→ **Document segment**
Architecture Sketches
High-level diagrams and component breakdowns for the AI Audit Overlay MVP.
Mental Model (Initial)
Legacy enterprise app → MySQL database (read-only replica or CDC-enabled primary)
We attach a CDC connector (e.g., Debezium) to the database's binary log. It streams row-level change events to a message broker (Kafka? or direct to consumer). Our service consumes these events, normalizes them into a canonical schema, infers business events (e.g., "inventory adjustment", "sale", "user role change"), stores them in an append-only event log, and provides AI-powered summaries and anomaly detection.
Key idea: We are an overlay — no app code changes. We observe data mutations and reconstruct business processes.
Component Map (Draft)
[MySQL binlog]
↓ (Debezium MySQL connector)
[CDC events] → Kafka (optional intermediary; could be direct)
↓ (ingestion service)
[RawChangeEvent] → Normalizer → [CanonicalChangeEvent]
↓ (inference engine)
[BusinessEvent] → Append-only Event Store (Postgres/SQLite)
↓
[AI Layer] ← query/index service
↓
[CLI + Web UI + MCP]
Simpler for MVP: Debezium → direct gRPC/HTTP consumer → normalization → inference → SQLite/Postgres → FastAPI/Go service → CLI/Web/MCP.
Data Flow
1. Capture: CDC connector reads binlog, produces change events (insert/update/delete with before/after images).
2. Normalize: Convert DB-specific event format to `CanonicalChangeEvent` (table, operation, pk, old, new, timestamp, transaction id).
3. Infer: Apply rules/ML to map sequences of changes to higher-level business events (e.g., "stock transfer" detected from inventory adjustments + location change).

→ **Provided material**
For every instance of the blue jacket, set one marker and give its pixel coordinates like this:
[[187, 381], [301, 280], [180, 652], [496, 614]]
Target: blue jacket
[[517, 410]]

→ **Work instruction 1**
In the architecture sketches, which CDC connector is named as an example for reading the database's binary log?
→ **Work instruction 2**
Write what comes next in the architecture sketches, picking up after the last numbered step.

→ **Task response 1**
Debezium.

→ **Task response 2**
4. Store: Persist events immutably; build secondary indexes for fast query (by entity, time, type).
5. AI: Precompute daily summaries; detect anomalies via heuristics + LLM explanations; semantic search over event corpus.
6. Serve: CLI commands, optional web dashboard, MCP tools for external agents.
Constraints & Assumptions
- On-prem: run inside customer's network; Docker Compose or native binaries; minimal external dependencies.
- Security: read-only DB access; no outbound internet required if using on-prem LLM (or allowlist for cloud LLM).
- Performance: low overhead on DB; CDC connector must not impact production workload significantly.
- Quick value: demo within days on synthetic pharmacy schema.
Open Questions (to move to scrapbook)
- Kafka vs lightweight broker? Or Debezium → direct HTTP sink?
- Which embedded DB for event store? SQLite (single binary) vs Postgres (more features)?
- On-prem LLM options: Ollama? LocalGPT? Or allow cloud LLM with data minimization?
- How to handle schema changes in source DB during pilot?
Keep this updated as architecture evolves.